# [SELECTED TEXT]
I have left the USA, and am writing this entry from 35,000 feet in the air on my way to Cairo, Egypt. I spent the past 5 days in Marrakech, Morocco and used my time there to mentally prepare myself for my trip, and the experiences ahead of me. I would be lying if I said they were an easy five days. I had moments of pure excitement where I felt nothing could stop me, and moments when I found myself on chaotic streets of Marrakech thinking, “What am I doing here?” and missing the tranquility of the Insight Office. When I explain the Fellowship to people I meet, they all react with the same enthusiasm about how exciting it must be to have such a unique experience, and each time I am humbled and reinvigorated about my year as the Insight Fellow.
In addition to beautiful tile work and captivating architecture, I was excited to see the women’s cooperatives that make argan oil in Morocco. My first experience in a cooperative was actually rather stressful, and not as empowering as I’d hoped it would be. The cooperative was tucked away in an alleyway within the busy souks (shopping markets) of Marrakech, three women were sitting on the floor peeling and then grinding the argan nut. A man came up to me and started speaking very quickly about how this was a woman’s cooperative, and “yes, yes, buying the oil helps the women immensely, tourists come from all over the world to buy oil here. Take a picture of them. Do you want a picture? Take one.” He lead me upstairs and into a sales room where just the two of us stood surrounded by walls of argan products – cosmetic oil, cooking oil, moisturizer, soaps. Before I knew it I was out the door with three bottles of argan oil, and I didn’t have a single interaction with any the women in the cooperative. On my way out, in a single breath the man said, “thank you your purchase will help the cooperative please come back.”

# [DATASET]
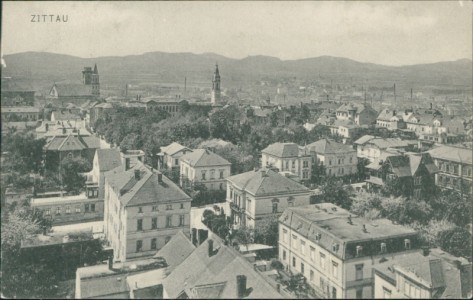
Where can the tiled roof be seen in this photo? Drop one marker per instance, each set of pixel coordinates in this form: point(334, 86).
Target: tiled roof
point(73, 89)
point(282, 150)
point(266, 182)
point(145, 190)
point(108, 159)
point(215, 276)
point(173, 148)
point(325, 146)
point(204, 157)
point(176, 250)
point(456, 154)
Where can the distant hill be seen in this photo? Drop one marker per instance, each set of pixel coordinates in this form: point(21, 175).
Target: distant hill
point(160, 67)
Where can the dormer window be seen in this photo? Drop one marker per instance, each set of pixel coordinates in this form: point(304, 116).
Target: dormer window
point(359, 251)
point(407, 244)
point(383, 247)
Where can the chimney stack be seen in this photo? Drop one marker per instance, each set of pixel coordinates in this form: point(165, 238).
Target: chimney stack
point(241, 286)
point(210, 247)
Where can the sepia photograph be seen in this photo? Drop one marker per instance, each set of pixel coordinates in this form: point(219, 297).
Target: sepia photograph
point(236, 149)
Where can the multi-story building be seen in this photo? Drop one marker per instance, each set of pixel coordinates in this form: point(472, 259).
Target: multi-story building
point(257, 194)
point(287, 157)
point(372, 147)
point(361, 114)
point(169, 156)
point(143, 210)
point(455, 168)
point(338, 159)
point(204, 166)
point(415, 173)
point(336, 251)
point(432, 274)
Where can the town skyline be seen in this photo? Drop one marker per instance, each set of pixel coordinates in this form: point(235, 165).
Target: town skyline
point(240, 29)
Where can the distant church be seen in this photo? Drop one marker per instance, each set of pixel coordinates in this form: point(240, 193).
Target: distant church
point(77, 92)
point(215, 98)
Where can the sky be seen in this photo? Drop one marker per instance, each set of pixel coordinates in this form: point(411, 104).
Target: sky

# [GIVEN INSTRUCTION]
Copy out the Marrakech travel passage in full, word for word. These entries were taken from a separate source.

# [EXPECTED ANSWER]
I have left the USA, and am writing this entry from 35,000 feet in the air on my way to Cairo, Egypt. I spent the past 5 days in Marrakech, Morocco and used my time there to mentally prepare myself for my trip, and the experiences ahead of me. I would be lying if I said they were an easy five days. I had moments of pure excitement where I felt nothing could stop me, and moments when I found myself on chaotic streets of Marrakech thinking, “What am I doing here?” and missing the tranquility of the Insight Office. When I explain the Fellowship to people I meet, they all react with the same enthusiasm about how exciting it must be to have such a unique experience, and each time I am humbled and reinvigorated about my year as the Insight Fellow.
In addition to beautiful tile work and captivating architecture, I was excited to see the women’s cooperatives that make argan oil in Morocco. My first experience in a cooperative was actually rather stressful, and not as empowering as I’d hoped it would be. The cooperative was tucked away in an alleyway within the busy souks (shopping markets) of Marrakech, three women were sitting on the floor peeling and then grinding the argan nut. A man came up to me and started speaking very quickly about how this was a woman’s cooperative, and “yes, yes, buying the oil helps the women immensely, tourists come from all over the world to buy oil here. Take a picture of them. Do you want a picture? Take one.” He lead me upstairs and into a sales room where just the two of us stood surrounded by walls of argan products – cosmetic oil, cooking oil, moisturizer, soaps. Before I knew it I was out the door with three bottles of argan oil, and I didn’t have a single interaction with any the women in the cooperative. On my way out, in a single breath the man said, “thank you your purchase will help the cooperative please come back.”